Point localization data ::

--- START ---

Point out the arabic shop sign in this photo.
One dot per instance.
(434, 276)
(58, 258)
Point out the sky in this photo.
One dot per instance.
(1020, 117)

--- END ---

REQUIRED ACTION :: Line by line, transcribe the data exactly.

SOLUTION FOR THIS EXERCISE ::
Point out the arabic shop sign in this photo.
One dot per instance.
(434, 276)
(58, 258)
Point out the sky in this photo.
One dot per instance.
(1020, 117)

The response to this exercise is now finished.